▶ **GIVEN INSTRUCTION**
Update all the rows below, replacing "match review" with "point audit" everywhere and leaving the rest of each line as it stands.
----
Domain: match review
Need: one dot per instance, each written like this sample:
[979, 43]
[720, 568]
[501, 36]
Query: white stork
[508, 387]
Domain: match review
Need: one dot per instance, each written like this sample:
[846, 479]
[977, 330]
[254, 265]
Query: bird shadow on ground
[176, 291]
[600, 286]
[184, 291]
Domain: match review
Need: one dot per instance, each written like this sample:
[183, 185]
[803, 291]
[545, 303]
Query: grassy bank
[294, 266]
----
▶ **FINISHED TASK**
Domain: point audit
Need: one dot per instance, each written like this sample:
[979, 43]
[720, 568]
[501, 36]
Query: white stork
[508, 387]
Domain: point audit
Need: one dot per instance, each written like this sample:
[846, 479]
[977, 330]
[254, 265]
Query: bird shadow on ground
[176, 291]
[600, 286]
[184, 291]
Domain: point audit
Need: one dot per instance, each written like this sample:
[183, 185]
[803, 291]
[545, 303]
Query: grassy bank
[294, 266]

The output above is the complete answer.